Duplicate the stretch from the line containing "Provide the mask of every instance of the metal" through the line containing "Target: metal pole", keeping every line identical.

Records shown:
════════════════════

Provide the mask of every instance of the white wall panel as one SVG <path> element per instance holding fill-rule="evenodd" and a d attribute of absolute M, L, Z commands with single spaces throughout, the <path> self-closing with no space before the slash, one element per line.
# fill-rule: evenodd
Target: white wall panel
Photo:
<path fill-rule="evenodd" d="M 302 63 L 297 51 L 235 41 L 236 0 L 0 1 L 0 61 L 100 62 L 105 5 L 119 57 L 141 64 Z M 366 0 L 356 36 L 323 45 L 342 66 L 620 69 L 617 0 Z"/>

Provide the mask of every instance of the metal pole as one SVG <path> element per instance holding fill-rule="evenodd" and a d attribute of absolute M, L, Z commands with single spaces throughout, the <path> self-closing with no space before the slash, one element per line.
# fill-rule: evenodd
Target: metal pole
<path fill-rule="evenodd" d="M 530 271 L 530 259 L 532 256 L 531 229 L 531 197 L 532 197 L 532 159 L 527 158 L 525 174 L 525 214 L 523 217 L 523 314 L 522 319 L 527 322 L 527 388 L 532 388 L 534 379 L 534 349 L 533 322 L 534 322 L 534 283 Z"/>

════════════════════

Result for this exercise:
Provide the mask of every instance of the metal pole as one SVG <path> element per instance holding fill-rule="evenodd" and a d attribute of absolute M, L, Z commands with single spaces throughout, the <path> self-closing with no space before the slash, one element per line.
# fill-rule: evenodd
Target: metal pole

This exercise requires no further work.